» **WHAT YOU WILL DO**
Repeat the material exactly as it appears.

Begin RAW RECORDS

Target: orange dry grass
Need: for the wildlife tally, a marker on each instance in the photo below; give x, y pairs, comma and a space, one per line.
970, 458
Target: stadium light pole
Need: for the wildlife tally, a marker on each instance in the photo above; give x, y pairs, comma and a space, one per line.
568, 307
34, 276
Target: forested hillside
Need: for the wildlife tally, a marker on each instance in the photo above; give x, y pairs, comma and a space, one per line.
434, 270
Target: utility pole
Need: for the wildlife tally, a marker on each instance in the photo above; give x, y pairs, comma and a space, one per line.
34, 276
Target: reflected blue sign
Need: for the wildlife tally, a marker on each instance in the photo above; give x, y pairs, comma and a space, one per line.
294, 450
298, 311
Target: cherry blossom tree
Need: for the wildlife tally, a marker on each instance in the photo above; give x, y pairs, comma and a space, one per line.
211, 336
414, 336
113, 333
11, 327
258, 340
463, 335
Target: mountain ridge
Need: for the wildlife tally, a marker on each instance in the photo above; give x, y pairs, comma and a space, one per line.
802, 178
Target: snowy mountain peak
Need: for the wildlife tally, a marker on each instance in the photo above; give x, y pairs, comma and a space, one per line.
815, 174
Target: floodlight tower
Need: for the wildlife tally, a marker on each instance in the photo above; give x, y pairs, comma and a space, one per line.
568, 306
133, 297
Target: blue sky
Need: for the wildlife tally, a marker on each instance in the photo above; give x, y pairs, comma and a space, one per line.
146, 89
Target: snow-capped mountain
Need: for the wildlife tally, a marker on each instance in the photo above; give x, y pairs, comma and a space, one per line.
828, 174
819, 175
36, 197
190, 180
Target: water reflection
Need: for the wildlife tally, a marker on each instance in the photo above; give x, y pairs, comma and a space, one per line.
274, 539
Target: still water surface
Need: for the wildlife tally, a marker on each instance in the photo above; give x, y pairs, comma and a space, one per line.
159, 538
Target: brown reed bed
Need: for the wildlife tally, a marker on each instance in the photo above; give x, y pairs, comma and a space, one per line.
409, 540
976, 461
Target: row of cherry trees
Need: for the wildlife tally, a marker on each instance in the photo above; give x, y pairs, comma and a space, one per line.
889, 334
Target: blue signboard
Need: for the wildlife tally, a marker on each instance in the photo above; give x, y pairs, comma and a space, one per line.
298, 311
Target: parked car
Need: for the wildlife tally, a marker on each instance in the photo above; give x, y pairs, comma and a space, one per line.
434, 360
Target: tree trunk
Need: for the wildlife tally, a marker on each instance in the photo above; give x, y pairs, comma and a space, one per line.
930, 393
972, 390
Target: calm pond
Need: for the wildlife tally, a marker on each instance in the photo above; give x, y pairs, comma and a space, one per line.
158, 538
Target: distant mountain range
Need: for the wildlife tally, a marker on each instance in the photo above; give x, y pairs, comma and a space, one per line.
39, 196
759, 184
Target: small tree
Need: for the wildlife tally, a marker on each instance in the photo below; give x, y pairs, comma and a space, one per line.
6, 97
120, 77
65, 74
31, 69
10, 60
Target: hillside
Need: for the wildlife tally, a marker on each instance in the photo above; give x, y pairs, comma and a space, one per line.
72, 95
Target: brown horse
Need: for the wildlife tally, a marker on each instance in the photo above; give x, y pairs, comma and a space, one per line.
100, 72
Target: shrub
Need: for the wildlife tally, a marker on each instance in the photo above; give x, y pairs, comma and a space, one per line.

End RAW RECORDS

» **REPLY TO THE EXERCISE**
Target: orange dry grass
Need: for the wildlife tally, a marker on each instance in the photo below; give x, y pairs, comma and a space, one per line.
970, 458
Target: stadium light pole
Need: for the wildlife tally, a marker on each instance in the photo above; give x, y pairs, comma and a space, one per line.
568, 307
34, 276
Target: forested hillside
Need: for the wildlife tally, a marker on each instance in the photo above; give x, y pairs, comma and a space, one per line.
434, 270
Target: utility pole
Need: for the wildlife tally, a marker on each instance in the photo above; give x, y pairs, comma and a space, one per line.
34, 276
Target: reflected blue sign
Need: for the wildlife tally, a marker on each instance in the photo above; give x, y pairs, comma and a space, one per line.
294, 450
298, 311
Target: cherry blossom tree
Need: for the wildlife tally, a marker on each instance in the photo above; give x, y pairs, comma and a space, one per line.
211, 336
414, 336
113, 333
11, 327
258, 340
463, 335
Target: mountain ridge
Need: for the wildlife tally, a marker on each instance in the photo above; give x, y pairs, comma and a space, one per line.
802, 178
Target: snowy mountain peak
Need: for the wildlife tally, a marker on each instance in the photo above; give x, y pairs, comma and a space, one per line.
815, 174
Target: floodlight tower
Need: for the wildlife tally, a marker on each instance in the photo above; give x, y pairs, comma and a space, one per line.
568, 306
133, 297
Target: blue sky
Need: for the wildlife tally, a marker on each instance in the photo above; give x, y pairs, comma and a space, one per line.
146, 89
Target: snow-capped mountain
Need: for the wildlife tally, a marker on each instance in the photo above; give x, y pairs, comma and a space, one per line.
828, 174
819, 175
36, 197
190, 180
Target: water reflection
Need: for the wildlife tally, a marker on each instance in the photo above; give x, y pairs, comma and a space, one per line.
274, 539
Target: still water surface
Need: for the wildlife tally, a marker on each instance in the photo above; give x, y pairs, comma and a space, one per line.
159, 538
Target: brown reed bed
Need: for the wildlife tally, a marker on each instance in the photo above; give x, y pairs, comma and a space, one per line.
409, 540
976, 461
Target: row of cherry trees
Need: for the wildlife tally, a marker on each instance in the photo above; give x, y pairs, comma and a space, one per line.
889, 334
Target: blue signboard
Need: for the wildlife tally, a marker on each instance in the photo above; give x, y pairs, comma and a space, one per line.
298, 311
Target: parked car
Need: for the wildlife tally, a marker on each instance in the photo above; give x, y pairs, comma and a space, one per line.
434, 360
Target: tree trunk
Need: for the wildlife tally, a marker on each instance in the photo above; give x, y pairs, comma and a space, one per line.
930, 393
972, 390
Target: calm pond
Need: for the wildlife tally, a marker on each instance in the photo above; give x, y pairs, comma and a space, one per line.
158, 538
Target: distant mountain range
Need: for the wildlife tally, a marker on each instance in the photo above; give x, y pairs, comma and a space, one per line.
39, 196
759, 184
Target: small tree
Need: for the wildlife tally, a marker on each instance in the photo below; give x, y pairs, comma and a space, one per line.
6, 97
120, 77
65, 74
31, 69
10, 60
Target: hillside
Need: for the wildlife tally, a marker on each instance in the photo above; give x, y pairs, comma and a space, one per line.
72, 95
Target: brown horse
Need: for the wildlife tally, a marker on each instance in the photo above; give x, y pairs, comma and a space, one per line.
100, 72
Target: shrub
Need: for the wildlife tally, a marker on each instance in the photo above; give x, y pairs, comma and a space, one per line.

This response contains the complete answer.